Selected extract >>
·····
Notwithstanding this positive appraisal, Plaintiff filed the March 1, 2013, employment discrimination charge with the EEOC. See id. ¶ 13(w). On May 30, 2013, Defendant terminated Plaintiff. See id. ¶ 13(y). On May 31, 2013, Pullie terminated Plaintiff's medical benefits. See id. ¶13(z). Somewhat confusingly, based on Plaintiff's allegations, Defendant sent a letter dated June 4, 2013, to Plaintiff stating that she must call in to the supervisor daily and warning that three days of missed calls would constitute job abandonment. See id. ¶ 13(aa). On June 14, 2013, Plaintiff went to the office to complete a travel expense report, turn in May 2013 paperwork, and return petty cash. See id. ¶ 13(bb). Four days later, on June 18, 2013, Plaintiff reported to work without secure transportation, and Pullie informed Plaintiff that her employment was terminated and she must leave the premises. See id. ¶ 13(cc). On June 18, 2013, Plaintiff filed her charges with the IDHR. See id. ¶ 13(dd).
·····
Tasks >>
a) According to the employment discrimination excerpt, on what date did Pullie terminate Plaintiff's medical benefits?
b) Carry on the employment discrimination excerpt, starting after its last sentence.
Nothing in the material is needed for this work.

Stored data >>
·····
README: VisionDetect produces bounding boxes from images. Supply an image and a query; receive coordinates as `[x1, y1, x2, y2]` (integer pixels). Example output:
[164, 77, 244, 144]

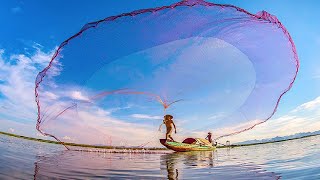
·····
Answers to the exercise >>
a) May 31, 2013.

b)
Since her termination, Plaintiff has been treated for stress-related conditions, including high blood pressure, depression, dysphonia, chronic muscle tightness, and fibromyalgia. See id. ¶ 13(ii). An emergency visit to the Cook County Hospital on March 2, 2014, resulted in prescription of high-blood pressure medication. See id. ¶ 13(kk). Plaintiff has been living in a homeless shelter since February 2014, and obtained only temporary employment from March 27, 2014, to June 9, 2014. See id. ¶¶ 13(jj), 13(ll).

II. Legal Standard

To survive a motion to dismiss pursuant to Rule 12(b)(6), the complaint must "state a claim to relief that is plausible on its face." Ashcroft v. Iqbal, 556 U.S. 662, 678 (2009) (quoting Bell Atl. Corp. v. Twombly, 550 U.S. 544, 570 (2007)). The factual allegations in the complaint must at least "raise a right to relief above the speculative level." Twombly, 550 U.S. at 555. In reviewing the United States' motion to dismiss, the Court must accept as true all well-pleaded allegations in the complaint and draw all possible inferences in the plaintiff's ...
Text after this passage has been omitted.